[Source records]

::::::::::

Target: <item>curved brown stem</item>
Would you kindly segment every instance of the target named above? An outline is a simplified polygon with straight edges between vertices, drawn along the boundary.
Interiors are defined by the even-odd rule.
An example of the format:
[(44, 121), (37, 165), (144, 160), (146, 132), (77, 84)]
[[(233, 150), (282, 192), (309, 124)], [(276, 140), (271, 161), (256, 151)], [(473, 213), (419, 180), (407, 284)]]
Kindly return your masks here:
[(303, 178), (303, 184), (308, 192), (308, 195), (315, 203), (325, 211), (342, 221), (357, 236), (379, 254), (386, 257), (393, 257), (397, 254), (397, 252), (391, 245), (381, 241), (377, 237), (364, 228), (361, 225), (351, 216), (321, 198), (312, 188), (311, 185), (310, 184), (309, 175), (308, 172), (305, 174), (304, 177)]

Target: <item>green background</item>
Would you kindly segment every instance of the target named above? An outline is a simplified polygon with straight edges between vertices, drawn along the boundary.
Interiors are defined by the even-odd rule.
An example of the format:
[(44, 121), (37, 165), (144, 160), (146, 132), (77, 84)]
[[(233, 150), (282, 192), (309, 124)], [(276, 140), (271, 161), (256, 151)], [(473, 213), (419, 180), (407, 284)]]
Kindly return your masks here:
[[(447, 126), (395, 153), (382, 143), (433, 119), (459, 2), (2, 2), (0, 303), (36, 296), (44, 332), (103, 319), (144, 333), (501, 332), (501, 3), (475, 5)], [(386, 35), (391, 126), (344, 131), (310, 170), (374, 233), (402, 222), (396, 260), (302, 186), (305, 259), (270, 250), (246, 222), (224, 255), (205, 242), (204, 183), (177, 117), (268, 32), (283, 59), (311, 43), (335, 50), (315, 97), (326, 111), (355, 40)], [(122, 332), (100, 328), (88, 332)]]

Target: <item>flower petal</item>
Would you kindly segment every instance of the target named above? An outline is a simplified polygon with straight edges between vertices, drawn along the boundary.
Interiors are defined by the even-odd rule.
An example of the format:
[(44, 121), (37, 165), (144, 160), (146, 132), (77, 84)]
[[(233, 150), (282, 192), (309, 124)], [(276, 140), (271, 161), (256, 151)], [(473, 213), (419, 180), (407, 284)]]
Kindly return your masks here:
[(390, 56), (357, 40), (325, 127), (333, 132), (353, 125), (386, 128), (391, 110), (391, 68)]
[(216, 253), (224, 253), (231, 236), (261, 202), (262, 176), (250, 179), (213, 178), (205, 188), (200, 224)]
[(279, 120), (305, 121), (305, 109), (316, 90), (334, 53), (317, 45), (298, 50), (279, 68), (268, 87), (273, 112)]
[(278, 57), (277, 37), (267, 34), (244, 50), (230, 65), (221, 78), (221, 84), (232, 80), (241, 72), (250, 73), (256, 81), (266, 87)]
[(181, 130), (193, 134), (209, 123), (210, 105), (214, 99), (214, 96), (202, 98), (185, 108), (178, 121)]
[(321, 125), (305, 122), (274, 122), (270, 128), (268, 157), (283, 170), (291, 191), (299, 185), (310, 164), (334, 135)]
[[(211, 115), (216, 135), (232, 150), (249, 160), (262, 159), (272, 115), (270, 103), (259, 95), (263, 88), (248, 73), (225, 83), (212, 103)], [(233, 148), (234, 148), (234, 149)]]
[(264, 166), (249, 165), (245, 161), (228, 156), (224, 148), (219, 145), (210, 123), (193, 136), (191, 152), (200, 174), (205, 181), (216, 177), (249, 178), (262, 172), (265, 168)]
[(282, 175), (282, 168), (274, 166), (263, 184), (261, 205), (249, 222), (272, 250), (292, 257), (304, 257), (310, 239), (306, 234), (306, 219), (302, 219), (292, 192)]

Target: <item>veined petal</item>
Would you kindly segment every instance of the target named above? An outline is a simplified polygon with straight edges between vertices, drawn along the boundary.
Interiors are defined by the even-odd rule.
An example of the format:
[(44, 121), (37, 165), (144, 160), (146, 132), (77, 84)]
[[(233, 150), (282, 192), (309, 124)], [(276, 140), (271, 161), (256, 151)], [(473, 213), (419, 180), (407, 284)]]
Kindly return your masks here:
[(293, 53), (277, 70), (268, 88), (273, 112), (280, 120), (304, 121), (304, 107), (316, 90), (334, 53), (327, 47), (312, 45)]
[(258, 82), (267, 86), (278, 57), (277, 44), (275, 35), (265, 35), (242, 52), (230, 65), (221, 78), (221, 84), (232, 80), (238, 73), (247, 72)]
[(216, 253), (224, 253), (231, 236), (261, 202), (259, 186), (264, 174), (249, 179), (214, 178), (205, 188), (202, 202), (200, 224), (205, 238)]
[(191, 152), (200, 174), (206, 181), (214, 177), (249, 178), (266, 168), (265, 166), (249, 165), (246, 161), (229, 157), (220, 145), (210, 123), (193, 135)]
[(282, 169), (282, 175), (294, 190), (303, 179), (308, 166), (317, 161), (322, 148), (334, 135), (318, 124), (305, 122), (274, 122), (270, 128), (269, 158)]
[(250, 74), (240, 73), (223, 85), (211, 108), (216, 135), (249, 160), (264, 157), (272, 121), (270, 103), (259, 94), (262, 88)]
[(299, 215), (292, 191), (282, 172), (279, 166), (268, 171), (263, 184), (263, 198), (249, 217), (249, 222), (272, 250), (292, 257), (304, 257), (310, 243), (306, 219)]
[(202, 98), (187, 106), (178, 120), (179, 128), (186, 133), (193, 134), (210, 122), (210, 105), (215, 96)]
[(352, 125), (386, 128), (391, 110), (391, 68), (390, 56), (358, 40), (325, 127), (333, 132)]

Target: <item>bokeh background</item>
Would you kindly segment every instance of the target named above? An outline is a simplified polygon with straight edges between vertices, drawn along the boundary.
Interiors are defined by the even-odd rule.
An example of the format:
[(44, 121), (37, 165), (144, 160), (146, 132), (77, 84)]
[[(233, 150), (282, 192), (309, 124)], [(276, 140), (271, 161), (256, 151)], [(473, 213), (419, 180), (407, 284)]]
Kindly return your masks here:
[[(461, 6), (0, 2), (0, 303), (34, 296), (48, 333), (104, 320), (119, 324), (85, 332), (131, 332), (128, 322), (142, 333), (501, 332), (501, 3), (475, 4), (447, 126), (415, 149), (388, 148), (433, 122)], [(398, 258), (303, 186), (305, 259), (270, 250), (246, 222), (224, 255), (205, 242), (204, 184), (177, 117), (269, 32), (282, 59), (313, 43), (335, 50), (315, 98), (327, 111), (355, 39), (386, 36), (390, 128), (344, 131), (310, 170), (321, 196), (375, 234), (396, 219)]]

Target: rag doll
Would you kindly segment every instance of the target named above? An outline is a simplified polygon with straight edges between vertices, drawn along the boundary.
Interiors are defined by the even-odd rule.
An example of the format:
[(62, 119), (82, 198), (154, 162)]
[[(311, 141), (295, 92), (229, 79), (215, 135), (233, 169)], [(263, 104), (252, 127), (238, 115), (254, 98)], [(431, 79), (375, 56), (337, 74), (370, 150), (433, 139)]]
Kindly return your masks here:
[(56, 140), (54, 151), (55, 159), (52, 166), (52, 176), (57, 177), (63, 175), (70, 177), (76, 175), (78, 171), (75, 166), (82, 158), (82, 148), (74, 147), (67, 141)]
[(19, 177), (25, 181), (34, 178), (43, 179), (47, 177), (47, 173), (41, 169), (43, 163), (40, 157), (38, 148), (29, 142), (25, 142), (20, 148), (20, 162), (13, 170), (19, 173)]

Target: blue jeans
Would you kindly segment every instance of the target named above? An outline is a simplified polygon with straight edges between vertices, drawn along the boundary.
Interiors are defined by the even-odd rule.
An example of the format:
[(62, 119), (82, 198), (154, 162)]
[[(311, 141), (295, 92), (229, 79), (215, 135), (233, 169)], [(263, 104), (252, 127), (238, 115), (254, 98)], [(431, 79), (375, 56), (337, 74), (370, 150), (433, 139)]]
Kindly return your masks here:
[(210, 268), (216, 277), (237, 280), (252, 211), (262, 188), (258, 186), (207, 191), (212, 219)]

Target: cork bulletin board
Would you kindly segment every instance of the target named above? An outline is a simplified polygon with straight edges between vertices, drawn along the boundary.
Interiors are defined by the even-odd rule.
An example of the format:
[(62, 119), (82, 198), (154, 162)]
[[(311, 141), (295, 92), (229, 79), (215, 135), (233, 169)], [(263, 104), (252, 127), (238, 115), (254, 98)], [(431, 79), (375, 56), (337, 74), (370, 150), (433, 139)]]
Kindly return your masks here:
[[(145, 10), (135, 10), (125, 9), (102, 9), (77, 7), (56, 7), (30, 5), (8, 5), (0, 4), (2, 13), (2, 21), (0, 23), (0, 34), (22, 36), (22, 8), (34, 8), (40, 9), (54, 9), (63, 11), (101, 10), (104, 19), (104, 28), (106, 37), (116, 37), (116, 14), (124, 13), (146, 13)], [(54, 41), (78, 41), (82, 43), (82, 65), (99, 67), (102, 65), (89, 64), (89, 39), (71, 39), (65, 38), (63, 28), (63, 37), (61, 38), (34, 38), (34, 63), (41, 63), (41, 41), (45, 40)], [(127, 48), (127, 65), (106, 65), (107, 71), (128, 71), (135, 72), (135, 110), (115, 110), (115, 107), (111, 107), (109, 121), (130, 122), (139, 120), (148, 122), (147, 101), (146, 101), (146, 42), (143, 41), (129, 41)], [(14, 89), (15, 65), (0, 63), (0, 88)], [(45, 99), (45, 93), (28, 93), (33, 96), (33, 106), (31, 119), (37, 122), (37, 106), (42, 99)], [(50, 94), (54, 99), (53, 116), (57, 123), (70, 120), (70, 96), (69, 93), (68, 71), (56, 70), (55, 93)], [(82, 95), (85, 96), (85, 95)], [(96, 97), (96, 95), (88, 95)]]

::::::::::

## Directive:
Update the source records starting at the beginning and ending at the line that contains "174), (304, 177)]", changing "vertices" to "corners" and keeping everything else the same. Give back only those lines.

## Response to the exercise:
Target: <item>curved brown stem</item>
Would you kindly segment every instance of the target named above? An outline is a simplified polygon with straight edges between corners, drawn along the boundary.
Interiors are defined by the even-odd rule.
An example of the format:
[(44, 121), (37, 165), (144, 160), (146, 132), (77, 84)]
[[(233, 150), (282, 192), (309, 124)], [(276, 140), (271, 161), (256, 151)], [(473, 213), (419, 180), (407, 284)]]
Kindly return your masks here:
[(303, 178), (303, 184), (308, 192), (308, 195), (315, 203), (325, 211), (342, 221), (357, 236), (379, 254), (386, 257), (393, 257), (397, 254), (397, 252), (391, 245), (381, 241), (377, 237), (364, 228), (361, 225), (351, 216), (321, 198), (312, 188), (311, 185), (310, 184), (309, 175), (308, 172), (305, 174), (304, 177)]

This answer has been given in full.